- Goal of the exercise: Decide whether each statement agrees with the text on the Bundesliga restart, answering yes or no and quoting the deciding words: (a) the Bundesliga was the first major league to resume, (b) only two game weeks have been played since the restart, (c) fans are back in the stands.

::: Reading text

It has been over three months since we experienced normalcy on the football pitch.
Leagues suspended — some even abandoned — managers and players have had to wait patiently for a verdict on the remaining four major European leagues.
Following heated debates and fruitful debates, the authorities gave the go-ahead, albeit with some essence-altering rules.
Paying off weeks of rigorous training and extensive health checks, Germany’s Bundesliga became the first major league to bring European football to our living rooms in the post-COVID-19 era.
We have enjoyed three game weeks since the restart in mid-May, and the displays have been more than satisfactory.
All 18 Bundesliga sides have given their all to hit the ground running, despite the painful constraints and lack of match sharpness. Without fans cheering and booing from the stands, the morale has taken a hit.
However, that hasn’t kept the teams from putting on a show for the supporters cheering on from the safety of their homes.
Separate tunnels, no handshakes, and muted celebrations — none of these restraints do the game any favours. Yet, they hardly possess the power to alter the course of the games as the new substitution rule does.

::::::
::: Listed records

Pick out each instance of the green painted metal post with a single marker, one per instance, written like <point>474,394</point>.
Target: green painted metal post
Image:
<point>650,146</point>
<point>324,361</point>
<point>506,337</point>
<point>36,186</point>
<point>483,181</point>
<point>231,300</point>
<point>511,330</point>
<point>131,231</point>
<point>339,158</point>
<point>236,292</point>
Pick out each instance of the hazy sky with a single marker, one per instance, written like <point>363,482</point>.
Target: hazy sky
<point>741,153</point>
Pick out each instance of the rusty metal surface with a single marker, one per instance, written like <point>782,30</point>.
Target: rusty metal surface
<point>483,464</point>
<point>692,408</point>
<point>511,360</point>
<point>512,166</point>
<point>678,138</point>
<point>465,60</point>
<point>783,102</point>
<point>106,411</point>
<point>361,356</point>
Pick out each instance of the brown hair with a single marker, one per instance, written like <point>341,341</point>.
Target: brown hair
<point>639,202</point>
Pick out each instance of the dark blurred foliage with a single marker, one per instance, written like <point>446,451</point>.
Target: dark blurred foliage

::::::
::: Listed records

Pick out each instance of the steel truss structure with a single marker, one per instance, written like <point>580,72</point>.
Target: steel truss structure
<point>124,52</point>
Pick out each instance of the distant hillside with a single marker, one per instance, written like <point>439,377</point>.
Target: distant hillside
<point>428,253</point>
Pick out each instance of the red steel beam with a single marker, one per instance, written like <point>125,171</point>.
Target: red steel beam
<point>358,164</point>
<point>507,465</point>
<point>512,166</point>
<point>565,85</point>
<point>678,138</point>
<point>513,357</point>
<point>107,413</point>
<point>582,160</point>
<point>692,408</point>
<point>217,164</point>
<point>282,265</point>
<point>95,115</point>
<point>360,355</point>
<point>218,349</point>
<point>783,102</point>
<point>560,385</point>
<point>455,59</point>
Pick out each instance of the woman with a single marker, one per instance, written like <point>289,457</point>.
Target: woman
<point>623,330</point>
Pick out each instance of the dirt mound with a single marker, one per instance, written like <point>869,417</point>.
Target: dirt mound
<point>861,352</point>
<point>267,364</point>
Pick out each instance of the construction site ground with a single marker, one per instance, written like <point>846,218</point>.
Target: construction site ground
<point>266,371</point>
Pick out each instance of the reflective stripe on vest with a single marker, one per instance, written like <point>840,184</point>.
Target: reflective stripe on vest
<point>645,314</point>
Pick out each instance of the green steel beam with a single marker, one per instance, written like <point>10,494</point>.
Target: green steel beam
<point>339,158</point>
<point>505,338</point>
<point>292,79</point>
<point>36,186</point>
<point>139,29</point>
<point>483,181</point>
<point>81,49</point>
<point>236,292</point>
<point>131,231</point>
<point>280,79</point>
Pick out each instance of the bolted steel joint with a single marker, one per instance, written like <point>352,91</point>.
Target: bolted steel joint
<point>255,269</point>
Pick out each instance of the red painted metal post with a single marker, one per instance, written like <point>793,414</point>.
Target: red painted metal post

::::::

- Task answer:
(a) Yes: "Germany’s Bundesliga became the first major league to bring European football to our living rooms in the post-COVID-19 era."
(b) No: "We have enjoyed three game weeks since the restart in mid-May"
(c) No: "Without fans cheering and booing from the stands, the morale has taken a hit."